(PASSAGE TO READ):
American psychoanalyst and psychotherapist (1952–2019)

Lewis Aron (December 21, 1952 – February 28, 2019) was an American psychoanalyst and psychotherapist, teacher and lecturer on psychotherapy and psychoanalysis who made contributions particularly within the specialty known as relational psychoanalysis. Aron was the Director of the New York University Postdoctoral Program in Psychotherapy and Psychoanalysis in New York City. He was the founding president of the International Association for Relational Psychoanalysis and Psychotherapy and was formerly President of the Division of Psychoanalysis of the American Psychological Association. He was board certified in psychoanalysis by the American Board of Professional Psychology (ABPP) and a Fellow of the American Board of Psychoanalysis (FABP). His 1996 volume A Meeting of Minds: Mutuality in Psychoanalysis and his (1999) edited volume with Stephen Mitchell, Relational Psychoanalysis: The Emergence of a Tradition are considered two of the essential texts in contemporary American psychoanalysis. Together with Adrienne Harris, he edited the Relational Perspectives Book Series, which has published many of the texts in the field. Aron was one of the founders of the journal Psychoanalytic Dialogues: The International Journal of Relational Perspectives.

(TASKS AND EXERCISES):
• 1. From the biography of Lewis Aron, list each organization in which he is said to have held a position, board certification, or fellowship.
• 2. According to the biography of Lewis Aron, in what year was his volume A Meeting of Minds: Mutuality in Psychoanalysis published?
• 3. Carry the biography of Lewis Aron forward from its last sentence.

Stored data
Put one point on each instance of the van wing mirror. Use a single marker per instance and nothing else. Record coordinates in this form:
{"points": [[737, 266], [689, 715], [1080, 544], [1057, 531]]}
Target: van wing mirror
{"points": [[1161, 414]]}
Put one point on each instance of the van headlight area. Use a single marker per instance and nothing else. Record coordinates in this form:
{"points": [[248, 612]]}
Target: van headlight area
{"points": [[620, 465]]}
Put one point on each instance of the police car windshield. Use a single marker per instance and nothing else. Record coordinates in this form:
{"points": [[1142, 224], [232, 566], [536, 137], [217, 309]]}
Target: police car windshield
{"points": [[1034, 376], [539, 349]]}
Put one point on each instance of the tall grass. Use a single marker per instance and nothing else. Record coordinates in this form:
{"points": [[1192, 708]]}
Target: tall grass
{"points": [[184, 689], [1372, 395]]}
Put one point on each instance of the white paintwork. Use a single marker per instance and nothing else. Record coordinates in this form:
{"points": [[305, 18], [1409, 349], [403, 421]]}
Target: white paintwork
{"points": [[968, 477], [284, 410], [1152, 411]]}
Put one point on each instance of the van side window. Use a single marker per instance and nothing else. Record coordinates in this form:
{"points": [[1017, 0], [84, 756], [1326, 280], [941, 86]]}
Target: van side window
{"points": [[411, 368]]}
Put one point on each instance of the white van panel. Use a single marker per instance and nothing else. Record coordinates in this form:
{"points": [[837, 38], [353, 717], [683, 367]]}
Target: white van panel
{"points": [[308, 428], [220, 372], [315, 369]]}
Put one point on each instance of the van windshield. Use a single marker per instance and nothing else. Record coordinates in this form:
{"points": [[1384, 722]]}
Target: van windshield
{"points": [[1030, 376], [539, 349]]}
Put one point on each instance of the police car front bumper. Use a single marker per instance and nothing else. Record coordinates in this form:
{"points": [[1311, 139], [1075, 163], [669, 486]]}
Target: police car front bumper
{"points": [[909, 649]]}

(EXPECTED RESULTS):
• 1.
New York University Postdoctoral Program in Psychotherapy and Psychoanalysis
International Association for Relational Psychoanalysis and Psychotherapy
Division of Psychoanalysis of the American Psychological Association
American Board of Professional Psychology (ABPP)
American Board of Psychoanalysis (FABP)

• 2. 1996

• 3.
== Contribution to psychoanalysis ==
The term "relational psychoanalysis" was first used by Greenberg and Mitchell in 1983 to bridge the traditions of interpersonal relations, as developed within interpersonal psychoanalysis and object relations, as developed within contemporary British theory. Due in large measure to the seminal work of Stephen Mitchell, the term "relational psychoanalysis" grew and began to accrue to itself many other influences and developments. Various tributaries—interpersonal psychoanalysis, object relations theory, self psychology, empirical infancy research, and elements of contemporary Freudian and Kleinian/Bionian thought—flow into this tradition, which understands relational configurations between self and others, both real and fantasized, as the primary subject of psychoanalytic investigation.

== Authored and edited works ==

=== Authored works ===
- Atlas, G., & Aron, L. (In press). Dramatic dialogue: Contemporary clinical practice. London: Routledge.
- Aron, L., & Starr, K. (2012). A Psychotherapy for the People: Toward a Progressive Psychoanalysis. New York, NY: Routledge.
- Aron, L. (1996), A Meeting of Minds: Mutuality in Psychoanalysis Hillsdale, NJ: The Analytic Press.

=== Edited works ===
- Aron, L., Grand, S., & Slochower, J. (Eds.) (In press). De-Idealizing relational theory: a critique from within. New York, NY: Routledge.
- Aron, L., Grand, S.. & Slochower, J. (Eds.) (In press). Decentering relational theory: a comparative critique. New York, NY: Routledge.
- Aron, L., & Henik, L. (Eds.) (2015). Answering a question with a question: Contemporary psychoanalysis and Jewish thought (Vol. II). A tradition of inquiry. Brighton, MA: Academic Studies Press.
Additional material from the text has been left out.